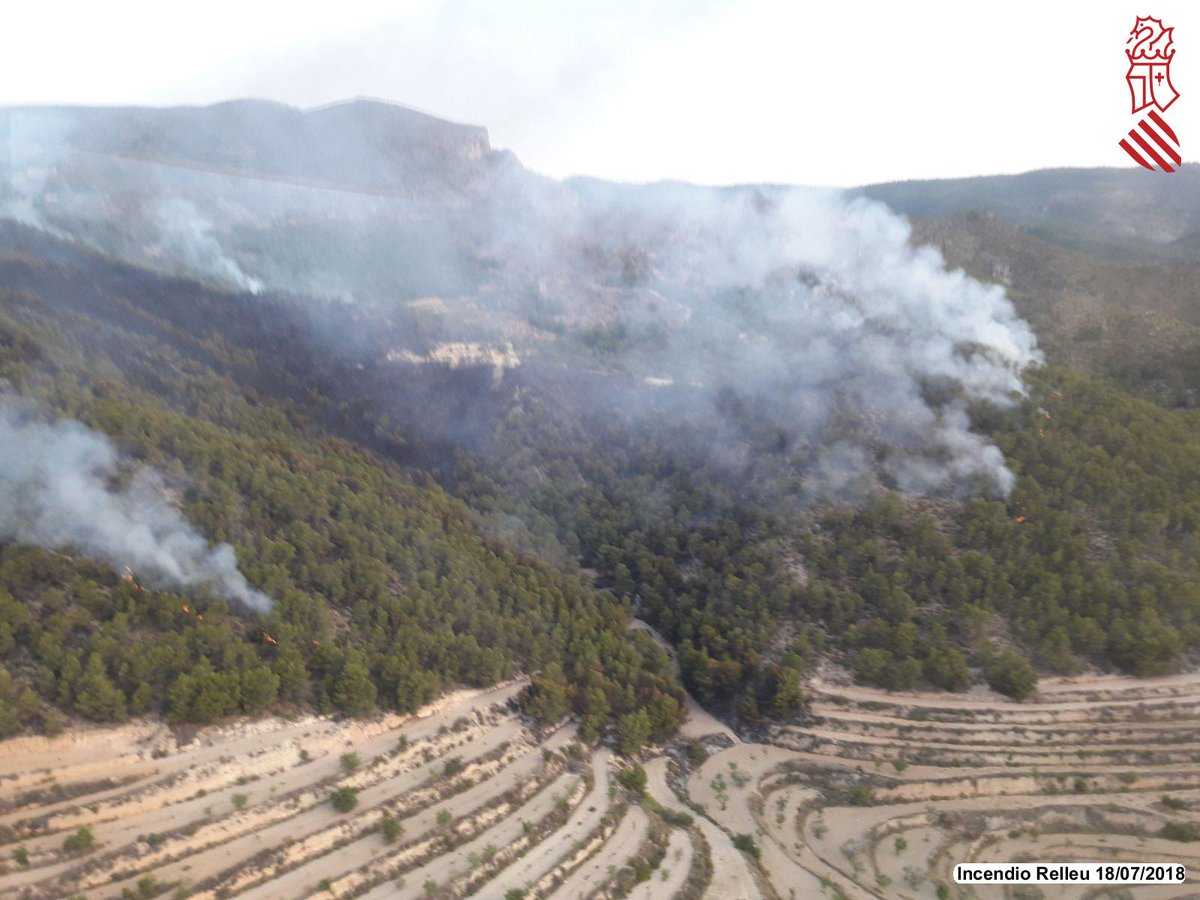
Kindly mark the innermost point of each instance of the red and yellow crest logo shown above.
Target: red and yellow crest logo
(1151, 143)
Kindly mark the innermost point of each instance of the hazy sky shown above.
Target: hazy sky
(833, 94)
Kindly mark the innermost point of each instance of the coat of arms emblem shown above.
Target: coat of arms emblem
(1151, 143)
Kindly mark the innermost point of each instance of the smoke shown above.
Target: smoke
(801, 315)
(57, 491)
(799, 310)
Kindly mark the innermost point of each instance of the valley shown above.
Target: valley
(879, 795)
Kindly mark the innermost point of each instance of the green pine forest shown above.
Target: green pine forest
(394, 579)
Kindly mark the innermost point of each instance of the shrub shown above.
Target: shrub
(81, 841)
(390, 829)
(633, 779)
(345, 799)
(861, 796)
(747, 844)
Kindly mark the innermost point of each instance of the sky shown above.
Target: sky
(713, 93)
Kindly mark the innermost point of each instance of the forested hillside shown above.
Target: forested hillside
(479, 447)
(387, 592)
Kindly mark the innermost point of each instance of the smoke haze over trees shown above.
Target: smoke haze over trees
(462, 421)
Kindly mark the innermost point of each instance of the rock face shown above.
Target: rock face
(360, 144)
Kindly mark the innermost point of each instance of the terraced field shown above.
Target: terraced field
(877, 796)
(880, 795)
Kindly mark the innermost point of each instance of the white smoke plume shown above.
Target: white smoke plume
(803, 310)
(55, 491)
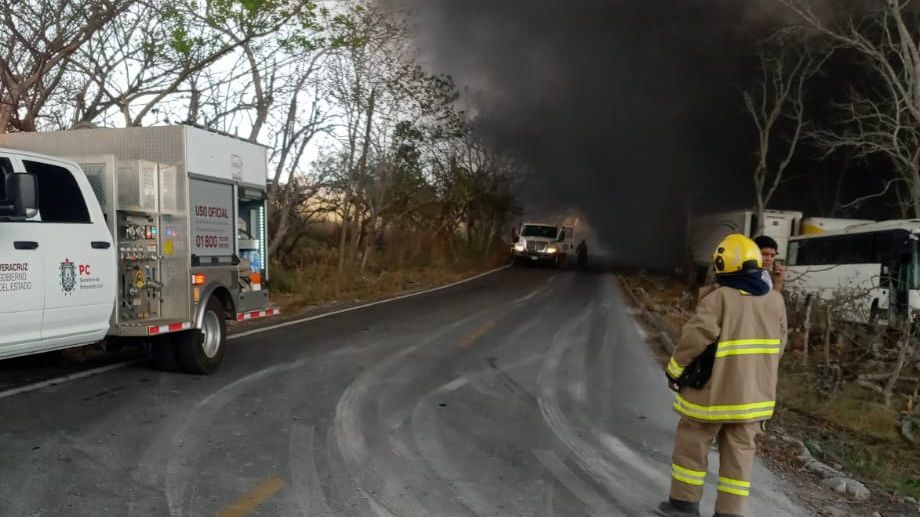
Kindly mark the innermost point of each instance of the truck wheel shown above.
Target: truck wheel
(164, 354)
(201, 351)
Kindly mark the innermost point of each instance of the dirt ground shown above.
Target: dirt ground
(888, 466)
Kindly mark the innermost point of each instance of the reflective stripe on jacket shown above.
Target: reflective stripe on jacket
(751, 335)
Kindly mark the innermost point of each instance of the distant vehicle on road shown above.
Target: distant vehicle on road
(542, 244)
(155, 234)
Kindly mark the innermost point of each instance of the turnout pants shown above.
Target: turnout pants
(736, 459)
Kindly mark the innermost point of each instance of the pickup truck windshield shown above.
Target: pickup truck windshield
(546, 232)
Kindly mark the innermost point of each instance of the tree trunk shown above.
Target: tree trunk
(807, 325)
(905, 346)
(761, 208)
(343, 237)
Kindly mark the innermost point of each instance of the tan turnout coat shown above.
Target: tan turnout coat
(751, 336)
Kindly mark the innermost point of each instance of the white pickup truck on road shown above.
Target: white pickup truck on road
(154, 234)
(542, 243)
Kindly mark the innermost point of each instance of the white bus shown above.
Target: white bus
(872, 268)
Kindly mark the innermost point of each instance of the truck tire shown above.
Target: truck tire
(164, 354)
(202, 350)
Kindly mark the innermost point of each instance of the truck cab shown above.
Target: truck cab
(542, 244)
(153, 234)
(57, 260)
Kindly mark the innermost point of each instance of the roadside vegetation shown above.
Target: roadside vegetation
(832, 396)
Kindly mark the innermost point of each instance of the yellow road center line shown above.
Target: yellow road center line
(476, 336)
(252, 499)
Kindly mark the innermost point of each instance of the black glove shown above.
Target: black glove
(672, 383)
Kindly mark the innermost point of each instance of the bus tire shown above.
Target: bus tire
(165, 357)
(201, 350)
(874, 314)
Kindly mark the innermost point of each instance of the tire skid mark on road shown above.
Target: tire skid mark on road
(587, 495)
(350, 427)
(437, 456)
(624, 476)
(308, 490)
(549, 497)
(186, 446)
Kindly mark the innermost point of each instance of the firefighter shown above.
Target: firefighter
(774, 273)
(740, 326)
(582, 251)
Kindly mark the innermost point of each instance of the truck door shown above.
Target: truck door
(79, 261)
(22, 293)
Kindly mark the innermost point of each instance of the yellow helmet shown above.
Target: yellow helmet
(735, 254)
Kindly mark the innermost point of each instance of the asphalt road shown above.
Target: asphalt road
(529, 392)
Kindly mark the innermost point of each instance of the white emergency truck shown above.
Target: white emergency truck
(542, 243)
(153, 233)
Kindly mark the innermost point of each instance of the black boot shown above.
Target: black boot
(675, 508)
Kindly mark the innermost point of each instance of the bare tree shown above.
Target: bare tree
(776, 104)
(40, 38)
(880, 116)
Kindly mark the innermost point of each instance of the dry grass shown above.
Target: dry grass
(312, 277)
(853, 430)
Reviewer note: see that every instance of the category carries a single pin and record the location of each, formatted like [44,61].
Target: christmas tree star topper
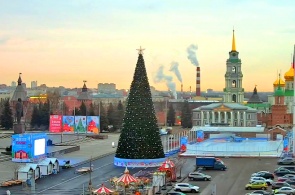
[140,50]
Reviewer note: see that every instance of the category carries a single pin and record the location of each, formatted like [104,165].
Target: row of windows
[236,124]
[222,115]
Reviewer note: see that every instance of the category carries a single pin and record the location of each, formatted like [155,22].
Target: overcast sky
[63,42]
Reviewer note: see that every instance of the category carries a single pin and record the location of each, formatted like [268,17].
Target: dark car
[287,155]
[277,185]
[264,174]
[199,176]
[286,161]
[283,172]
[259,192]
[291,168]
[176,193]
[290,181]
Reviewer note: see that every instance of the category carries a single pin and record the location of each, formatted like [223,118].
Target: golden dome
[289,75]
[279,81]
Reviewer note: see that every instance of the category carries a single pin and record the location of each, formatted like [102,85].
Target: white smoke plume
[161,77]
[174,68]
[191,54]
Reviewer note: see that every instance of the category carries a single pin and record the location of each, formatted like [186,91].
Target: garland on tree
[140,137]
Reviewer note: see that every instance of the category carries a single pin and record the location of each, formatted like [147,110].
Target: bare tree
[179,163]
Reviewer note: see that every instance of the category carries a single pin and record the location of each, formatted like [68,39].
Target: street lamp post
[166,105]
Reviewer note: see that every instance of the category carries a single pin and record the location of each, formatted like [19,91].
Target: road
[233,181]
[230,182]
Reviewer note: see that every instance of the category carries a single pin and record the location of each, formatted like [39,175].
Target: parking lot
[233,181]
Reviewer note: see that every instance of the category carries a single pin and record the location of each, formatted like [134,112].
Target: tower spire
[293,63]
[233,48]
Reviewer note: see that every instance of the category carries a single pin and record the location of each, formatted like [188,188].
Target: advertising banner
[200,136]
[183,143]
[68,124]
[29,147]
[55,123]
[286,143]
[93,124]
[80,124]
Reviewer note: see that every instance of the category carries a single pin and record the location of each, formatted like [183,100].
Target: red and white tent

GOAL ::
What you return should match the records above word for word, minus the pictures.

THE REPLY ::
Kindly mark the innermost point of each instance of the red and yellow crest logo shown above.
Target: red and yellow crest logo
(1151, 143)
Kindly mark the innermost point of each instance of the hazy sky shown above.
Target: hazy sky
(833, 94)
Kindly mark the innermost point of each instance of the coat of arms emblem shown above.
Target: coat of arms emblem
(1151, 143)
Kindly mark the innermost point of each instance of the smoke shown above.
Target: smoke
(801, 315)
(57, 491)
(799, 310)
Kindly mark the innermost point of each instance of the valley shown above.
Target: valley
(879, 795)
Kindly mark the innermost point of each instance of the green pine forest shown above.
Target: green pine forest
(394, 579)
Kindly mark the innermost point of each instance of the shrub shown above.
Target: shrub
(81, 841)
(390, 829)
(633, 779)
(345, 799)
(861, 796)
(747, 844)
Kindly mark the innermost point of each instance of the sky shown above.
Target: sky
(713, 93)
Kindly mark the innermost point of each instance of the forested hillside shown above.
Target: forested hillside
(479, 447)
(387, 592)
Kindly mark the innermost point of each instance of the smoke haze over trees shown above.
Target: smoke haze over trees
(462, 421)
Kindly mark the innermost point of each instance of the rock face shown above.
Target: rock face
(360, 144)
Kindly mark the innermost point of each instance of the terraced field shown above.
Target: terraced field
(877, 796)
(880, 795)
Kindly mark the innermost point of each instance of the white smoke plume shown above.
Target: white smoke plume
(803, 310)
(55, 491)
Kindly mark the innermost point of each instance of the truck wheel shown above.
Target: truck wheel
(164, 354)
(201, 351)
Kindly mark the innermost point of each instance of the dirt ground shown above.
Target: dirt ground
(888, 466)
Kindly mark the innermost point of each instance of the reflective stripe on jacket shown above.
Target: reflective stripe on jacket
(751, 335)
Kindly mark the innermost point of each instance of the distant vehicle on road shown above.
Target: distant vehicle on road
(542, 244)
(155, 234)
Kindly mark the innermost point of each instance of the turnout pants shown above.
Target: turnout pants
(736, 459)
Kindly mark the innermost point of each instance of the pickup truck windshield shown above.
Target: pickup truck windshield
(546, 232)
Kindly mark the innermost point of each instance of the tree trunk shown above.
Target: tree trunk
(807, 325)
(905, 346)
(761, 208)
(343, 237)
Kindly mark the innermost point of each instance of the tan turnout coat shown above.
Target: tan turnout coat
(751, 336)
Kindly mark the innermost point of each instance of the white pickup truck on road shown above.
Target: white pickup truck on road
(154, 234)
(542, 243)
Kindly mark the innermost point of each instance of the white bus shown above.
Target: white bus
(872, 268)
Kindly mark the innermost point of each instance of the truck tire shown above.
Target: truck tire
(164, 354)
(202, 350)
Kindly mark the innermost point of each instance of the truck cab shown above.
Target: truck cab
(542, 244)
(153, 234)
(57, 260)
Kindly mark the innermost point of each instance of the roadside vegetation shown above.
Target: roadside vegetation
(832, 396)
Kindly mark the innermost point of each instance of the yellow road center line shown above.
Target: yellow road center line
(476, 336)
(252, 499)
Kindly mark the innermost point of each instance of the black glove shown above.
Target: black glove
(672, 383)
Kindly mark the innermost point of each instance of the bus tire shown above.
Target: bus tire
(165, 357)
(201, 350)
(874, 314)
Kindly mark the innermost point of each instance of the tire skid mark on road shown above.
Target: tire skid mark on road
(587, 495)
(350, 427)
(437, 456)
(624, 476)
(308, 490)
(549, 497)
(186, 446)
Kindly mark the innermost point of each instance of the firefighter shown above.
Target: firefighter
(774, 273)
(740, 326)
(582, 251)
Kindly mark the innermost point of each instance of the truck door shown above.
Target: truck door
(79, 261)
(22, 293)
Kindly mark the innermost point of each instance of the yellow helmet shown above.
Target: yellow helmet
(735, 254)
Kindly mark the innermost point of each instance of the asphalt road shown above.
Target: asphalt road
(529, 392)
Kindly mark the innermost point of each instance of the white emergency truck shown above.
Target: white emergency truck
(542, 243)
(153, 233)
Kindly mark the innermost point of each instance of the black boot shown above.
Target: black boot
(675, 508)
Kindly mark the innermost point of each instance of the bare tree shown above.
Target: bare tree
(776, 104)
(40, 38)
(880, 116)
Kindly mark the innermost point of each instance of the dry grass shown above.
Target: dry grass
(312, 277)
(853, 430)
Reviewer note: see that every instance of the category carries a single pin and record the location of each, formatted like [44,61].
Target: christmas tree star topper
[140,50]
Reviewer note: see that every instance of the category carries a single pin and record the location of each, formatted like [104,165].
Target: row of windows
[236,124]
[222,115]
Reviewer note: see that every instance of the category carries a single pin and record the location of each, formatted like [155,22].
Target: overcast sky
[63,42]
Reviewer note: see that every instance of the category carries a single pin and record the location of each, formatted like [268,17].
Target: dark car
[287,155]
[277,185]
[264,174]
[199,176]
[286,161]
[283,172]
[259,192]
[291,168]
[176,193]
[290,181]
Reviewer note: see that every instance of the category carries a single pin and record the location of each, formatted like [223,118].
Target: golden dome
[289,75]
[279,81]
Reviewer note: see that every instance of the category carries a single pin and record the location of each, formatted like [102,85].
Target: white smoke plume
[161,77]
[174,68]
[191,54]
Reviewer note: see that every instance of the category carries a single pin and record the location of each, formatted like [186,91].
Target: garland on tree
[140,137]
Reviewer note: see that every instance of the category carries a single pin and record the location of each, formatted like [147,110].
Target: bare tree
[179,163]
Reviewer note: see that every instance of the category carries a single pin and record the location of each, formatted like [68,39].
Target: street lamp post
[166,105]
Reviewer note: see that every instance of the category carries a single pin and record the location of each, formatted like [19,91].
Target: road
[233,181]
[230,182]
Reviewer note: see that every instance of the category carries a single pin and record the location of each, formatted like [39,175].
Target: parking lot
[233,181]
Reviewer note: see that every instance of the category carries a single pin and record the location of each, formatted like [134,112].
Target: tower spire
[293,63]
[233,48]
Reviewer note: see that every instance of the category carries a single pin and record the location of each, formatted like [188,188].
Target: advertising banner
[200,136]
[183,143]
[68,124]
[29,147]
[55,123]
[286,143]
[93,124]
[80,124]
Reviewer note: see that every instance of the category carries a single pin and record the location of each, formatted like [183,100].
Target: red and white tent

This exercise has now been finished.